___ Listed records ___

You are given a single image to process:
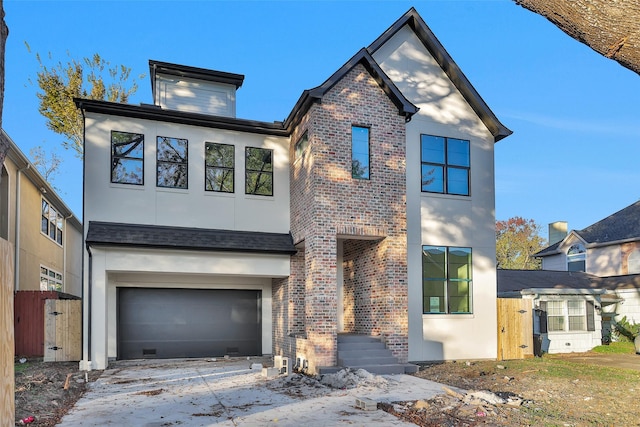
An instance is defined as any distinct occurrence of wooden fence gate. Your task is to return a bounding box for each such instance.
[498,298,533,360]
[44,299,82,362]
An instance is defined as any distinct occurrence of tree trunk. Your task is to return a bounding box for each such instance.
[0,0,9,169]
[514,0,640,74]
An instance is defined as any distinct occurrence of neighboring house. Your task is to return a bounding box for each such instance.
[535,201,640,277]
[0,130,82,297]
[76,9,511,372]
[535,201,640,352]
[498,270,617,353]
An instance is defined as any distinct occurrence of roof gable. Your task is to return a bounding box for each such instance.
[284,48,418,130]
[367,8,513,142]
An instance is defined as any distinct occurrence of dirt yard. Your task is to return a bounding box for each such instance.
[15,359,101,427]
[16,354,640,426]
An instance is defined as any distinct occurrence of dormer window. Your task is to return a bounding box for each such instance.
[567,243,587,271]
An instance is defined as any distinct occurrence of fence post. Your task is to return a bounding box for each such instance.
[0,239,16,427]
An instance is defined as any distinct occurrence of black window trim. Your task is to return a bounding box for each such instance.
[156,135,189,190]
[109,129,145,186]
[350,123,371,181]
[204,141,236,194]
[420,133,472,197]
[244,146,275,197]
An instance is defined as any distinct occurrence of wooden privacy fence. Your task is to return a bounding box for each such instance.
[497,298,533,360]
[44,299,82,362]
[0,239,15,427]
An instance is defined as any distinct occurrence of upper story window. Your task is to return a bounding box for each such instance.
[627,249,640,274]
[567,243,587,271]
[40,199,64,245]
[111,131,144,185]
[294,132,309,159]
[420,135,471,196]
[351,126,370,179]
[204,142,235,193]
[245,147,273,196]
[156,136,189,188]
[40,266,62,291]
[422,246,472,314]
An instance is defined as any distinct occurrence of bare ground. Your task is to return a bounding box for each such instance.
[15,355,640,427]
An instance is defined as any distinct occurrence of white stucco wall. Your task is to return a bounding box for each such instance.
[374,27,497,361]
[84,113,289,233]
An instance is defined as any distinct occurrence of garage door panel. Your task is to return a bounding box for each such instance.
[118,288,262,359]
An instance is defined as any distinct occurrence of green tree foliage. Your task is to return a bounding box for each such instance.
[496,216,547,270]
[27,45,143,158]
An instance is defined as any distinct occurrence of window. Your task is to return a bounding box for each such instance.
[245,147,273,196]
[422,246,472,314]
[351,126,369,179]
[204,142,235,193]
[567,243,587,271]
[40,266,62,291]
[40,199,64,245]
[294,132,309,159]
[544,300,593,332]
[627,249,640,274]
[156,136,189,188]
[111,131,144,185]
[420,135,470,196]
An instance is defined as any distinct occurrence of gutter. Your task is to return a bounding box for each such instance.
[13,163,31,292]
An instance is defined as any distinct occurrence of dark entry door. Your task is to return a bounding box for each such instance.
[118,288,262,359]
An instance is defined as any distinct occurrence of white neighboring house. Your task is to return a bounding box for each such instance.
[535,201,640,346]
[76,9,511,372]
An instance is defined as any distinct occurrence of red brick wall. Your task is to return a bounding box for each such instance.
[274,65,407,371]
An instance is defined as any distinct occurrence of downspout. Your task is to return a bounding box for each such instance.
[62,215,73,292]
[13,163,31,292]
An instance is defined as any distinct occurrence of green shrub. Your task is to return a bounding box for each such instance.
[611,316,640,342]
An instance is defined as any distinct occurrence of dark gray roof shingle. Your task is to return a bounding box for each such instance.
[86,221,297,255]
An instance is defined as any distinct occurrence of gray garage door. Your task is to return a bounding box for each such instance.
[118,288,262,359]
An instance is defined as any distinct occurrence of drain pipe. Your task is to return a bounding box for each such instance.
[13,163,31,292]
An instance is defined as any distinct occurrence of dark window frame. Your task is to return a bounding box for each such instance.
[422,245,473,315]
[156,135,189,190]
[293,131,309,160]
[204,141,236,193]
[351,124,371,180]
[420,134,471,197]
[111,130,144,186]
[244,147,274,197]
[40,197,64,246]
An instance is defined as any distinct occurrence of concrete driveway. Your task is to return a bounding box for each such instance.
[59,358,450,427]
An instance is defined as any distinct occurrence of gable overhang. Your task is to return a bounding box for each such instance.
[367,7,513,142]
[74,98,289,136]
[284,48,419,132]
[149,59,244,94]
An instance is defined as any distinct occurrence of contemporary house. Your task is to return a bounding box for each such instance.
[0,130,82,296]
[76,9,511,372]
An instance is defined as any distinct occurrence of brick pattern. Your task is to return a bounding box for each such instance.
[274,65,408,371]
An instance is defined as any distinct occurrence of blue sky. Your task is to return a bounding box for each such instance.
[3,0,640,236]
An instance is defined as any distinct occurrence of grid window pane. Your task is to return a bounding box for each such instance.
[111,131,144,185]
[156,136,189,188]
[422,246,472,314]
[245,147,273,196]
[204,142,235,193]
[420,135,471,196]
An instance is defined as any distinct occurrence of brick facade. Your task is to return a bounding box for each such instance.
[273,61,408,372]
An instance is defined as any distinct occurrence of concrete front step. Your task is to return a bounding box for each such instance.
[338,340,386,351]
[318,363,418,375]
[338,352,398,367]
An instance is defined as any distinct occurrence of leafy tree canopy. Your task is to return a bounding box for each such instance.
[27,44,144,157]
[496,216,547,270]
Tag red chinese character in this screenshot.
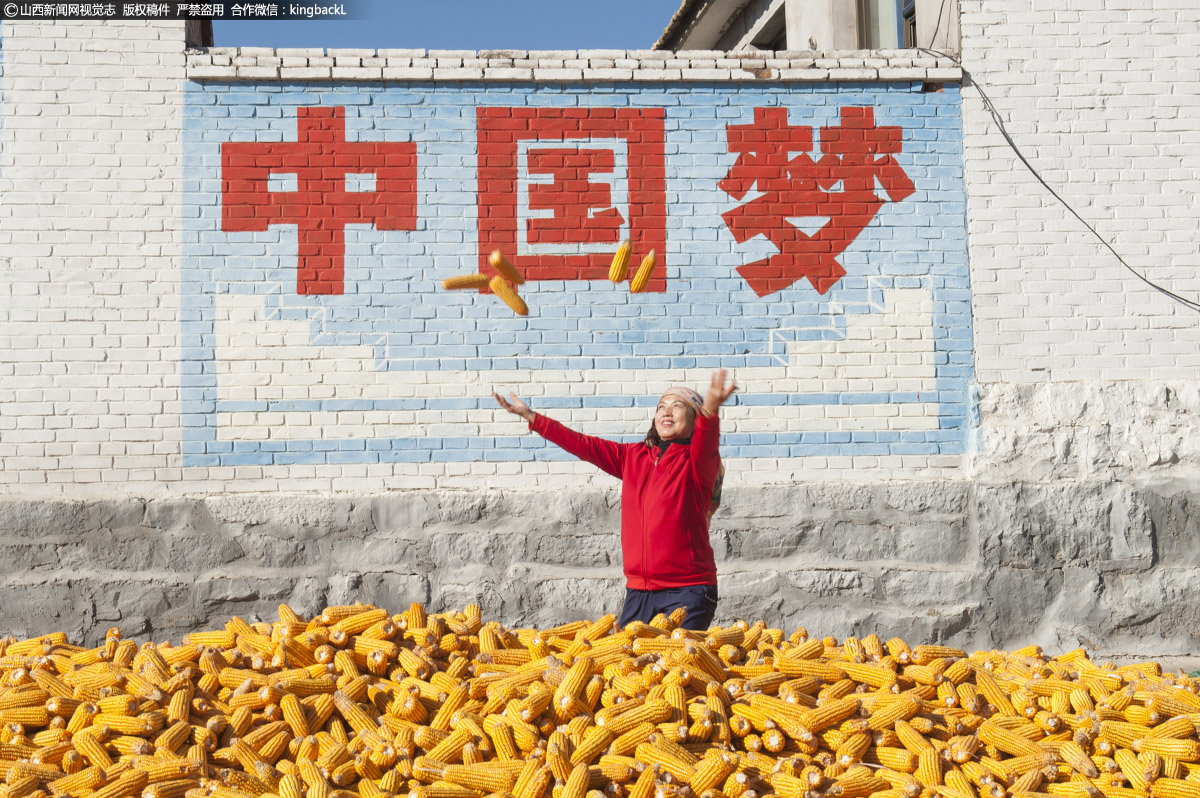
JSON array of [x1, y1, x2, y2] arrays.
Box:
[[221, 107, 416, 294], [526, 149, 625, 245], [476, 108, 666, 292], [718, 107, 913, 296]]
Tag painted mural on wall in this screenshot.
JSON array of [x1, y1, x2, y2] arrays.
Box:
[[184, 84, 972, 466]]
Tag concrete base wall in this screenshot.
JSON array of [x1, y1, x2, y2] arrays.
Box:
[[0, 481, 1200, 656]]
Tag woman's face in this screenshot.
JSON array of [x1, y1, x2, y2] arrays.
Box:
[[654, 394, 696, 440]]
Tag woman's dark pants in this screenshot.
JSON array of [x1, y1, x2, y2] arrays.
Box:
[[620, 584, 716, 631]]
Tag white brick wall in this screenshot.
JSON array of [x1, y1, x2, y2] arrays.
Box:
[[0, 22, 185, 493], [962, 0, 1200, 384]]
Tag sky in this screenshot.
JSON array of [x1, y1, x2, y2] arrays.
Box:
[[212, 0, 680, 50]]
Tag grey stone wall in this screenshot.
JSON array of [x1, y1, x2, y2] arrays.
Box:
[[0, 480, 1200, 656]]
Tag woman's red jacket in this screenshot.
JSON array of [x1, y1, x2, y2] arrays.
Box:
[[529, 414, 721, 590]]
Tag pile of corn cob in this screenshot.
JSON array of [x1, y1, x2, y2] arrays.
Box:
[[0, 605, 1200, 798]]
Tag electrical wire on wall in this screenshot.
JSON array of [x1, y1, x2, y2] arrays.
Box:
[[917, 22, 1200, 312]]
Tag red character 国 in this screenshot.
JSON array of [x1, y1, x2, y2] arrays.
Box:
[[718, 107, 914, 296], [475, 108, 666, 292]]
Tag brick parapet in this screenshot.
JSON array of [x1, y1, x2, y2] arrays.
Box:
[[187, 47, 962, 83]]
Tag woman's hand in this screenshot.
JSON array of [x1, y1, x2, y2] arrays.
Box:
[[701, 368, 738, 415], [492, 391, 534, 424]]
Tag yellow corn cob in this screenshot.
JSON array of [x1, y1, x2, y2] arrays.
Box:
[[868, 695, 922, 731], [571, 726, 614, 766], [629, 250, 656, 294], [1150, 779, 1200, 798], [487, 275, 529, 316], [895, 720, 934, 756], [442, 763, 517, 793], [1130, 737, 1200, 762], [863, 745, 917, 773], [559, 764, 592, 798], [487, 250, 524, 290], [977, 719, 1039, 756], [635, 743, 692, 782], [442, 274, 491, 290], [1058, 740, 1100, 779], [608, 239, 632, 283], [913, 748, 942, 788]]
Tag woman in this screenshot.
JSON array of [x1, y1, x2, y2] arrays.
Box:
[[492, 368, 737, 630]]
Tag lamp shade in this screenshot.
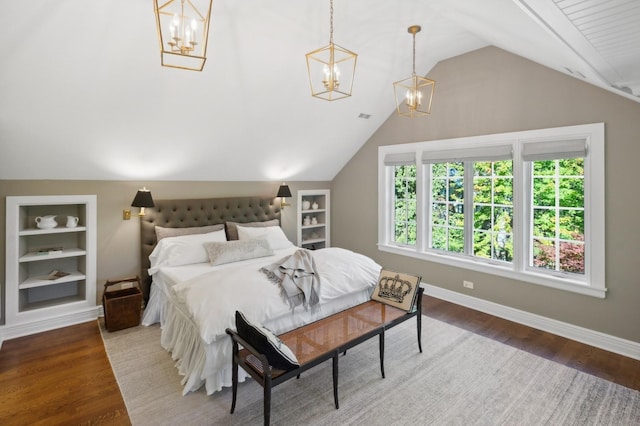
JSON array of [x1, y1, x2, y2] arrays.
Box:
[[131, 189, 154, 207], [276, 184, 291, 197]]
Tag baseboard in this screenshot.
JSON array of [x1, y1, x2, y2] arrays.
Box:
[[0, 306, 98, 345], [422, 283, 640, 360]]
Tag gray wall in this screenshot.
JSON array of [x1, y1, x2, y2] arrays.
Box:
[[0, 180, 330, 324], [332, 47, 640, 342]]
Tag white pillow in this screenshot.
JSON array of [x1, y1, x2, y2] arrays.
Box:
[[149, 229, 227, 275], [238, 225, 293, 250]]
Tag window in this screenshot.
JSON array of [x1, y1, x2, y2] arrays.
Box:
[[379, 124, 606, 297]]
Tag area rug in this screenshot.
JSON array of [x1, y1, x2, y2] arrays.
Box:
[[103, 317, 640, 426]]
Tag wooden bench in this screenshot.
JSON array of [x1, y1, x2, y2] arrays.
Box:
[[226, 288, 423, 425]]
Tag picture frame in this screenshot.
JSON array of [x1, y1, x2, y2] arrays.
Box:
[[371, 269, 422, 312]]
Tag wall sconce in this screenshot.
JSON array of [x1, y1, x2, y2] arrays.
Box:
[[123, 188, 154, 220], [276, 182, 291, 209]]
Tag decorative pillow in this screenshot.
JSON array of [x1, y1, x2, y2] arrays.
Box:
[[204, 239, 273, 266], [149, 229, 227, 275], [155, 223, 224, 241], [237, 225, 293, 250], [227, 219, 280, 241], [236, 311, 300, 371]]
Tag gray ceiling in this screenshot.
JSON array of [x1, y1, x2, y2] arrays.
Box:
[[0, 0, 640, 181]]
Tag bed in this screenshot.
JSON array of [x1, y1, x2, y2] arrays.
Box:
[[141, 197, 381, 395]]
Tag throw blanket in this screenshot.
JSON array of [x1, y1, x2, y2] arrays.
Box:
[[260, 250, 320, 309]]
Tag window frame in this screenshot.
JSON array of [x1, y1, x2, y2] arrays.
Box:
[[378, 123, 607, 298]]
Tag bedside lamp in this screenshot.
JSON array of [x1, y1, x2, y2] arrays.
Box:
[[131, 188, 154, 216], [276, 182, 291, 209]]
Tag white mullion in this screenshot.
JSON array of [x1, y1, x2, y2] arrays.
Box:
[[464, 161, 473, 256], [513, 143, 533, 271], [416, 159, 424, 252]]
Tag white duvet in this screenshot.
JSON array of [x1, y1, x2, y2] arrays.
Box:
[[170, 247, 380, 344]]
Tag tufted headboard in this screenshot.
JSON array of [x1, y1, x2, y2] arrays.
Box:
[[140, 197, 280, 301]]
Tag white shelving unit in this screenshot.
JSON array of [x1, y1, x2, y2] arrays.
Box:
[[296, 189, 331, 250], [0, 195, 98, 342]]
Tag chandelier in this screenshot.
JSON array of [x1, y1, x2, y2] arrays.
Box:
[[306, 0, 358, 101], [153, 0, 213, 71], [393, 25, 436, 118]]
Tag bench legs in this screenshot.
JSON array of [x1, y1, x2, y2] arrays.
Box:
[[333, 351, 340, 410], [264, 374, 271, 426], [379, 329, 384, 379], [231, 357, 238, 414], [416, 309, 422, 353]]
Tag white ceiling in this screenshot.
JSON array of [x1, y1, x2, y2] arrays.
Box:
[[0, 0, 640, 181]]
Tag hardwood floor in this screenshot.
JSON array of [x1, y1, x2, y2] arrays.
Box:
[[0, 296, 640, 426], [0, 321, 131, 426], [422, 296, 640, 391]]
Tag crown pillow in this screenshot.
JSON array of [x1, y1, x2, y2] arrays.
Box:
[[236, 311, 300, 371]]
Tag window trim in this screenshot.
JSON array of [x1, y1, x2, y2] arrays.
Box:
[[378, 123, 607, 298]]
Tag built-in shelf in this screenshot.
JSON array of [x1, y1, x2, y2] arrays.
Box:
[[0, 195, 98, 341], [296, 189, 330, 250]]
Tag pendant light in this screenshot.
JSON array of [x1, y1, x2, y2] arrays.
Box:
[[306, 0, 358, 101], [153, 0, 213, 71], [393, 25, 436, 118]]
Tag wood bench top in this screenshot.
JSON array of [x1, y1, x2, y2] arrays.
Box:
[[278, 300, 407, 365]]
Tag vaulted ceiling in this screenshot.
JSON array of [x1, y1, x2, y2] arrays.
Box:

___

*Given instruction*: Starting at the beginning of the records and ending after the line that contains "[367,8,513,142]", reproduce every line, including the requests, and shift each bounding-box coordinate in the answers by adding 77 to it. Omit the picture placeholder from your output.

*Written answer*:
You are given a single image to process:
An instance is defined as any distinct occurrence of wooden fence gate. Your task is to return a bounding box for each such instance.
[575,375,610,437]
[121,376,159,439]
An instance is defined as any distinct occurrence of tree trunk. Your task is to return a bounding box for each such instance.
[77,77,86,246]
[591,77,717,151]
An instance is defined as any distinct occurrence of neighboring house. Your task is to return a bounding box for each such instance.
[612,278,717,354]
[77,207,159,374]
[153,86,588,449]
[612,278,717,429]
[575,347,694,430]
An instance is defined as any distinct occurrence of roof gable. Your task is to return a bounding box for each such instance.
[361,125,495,207]
[444,85,590,219]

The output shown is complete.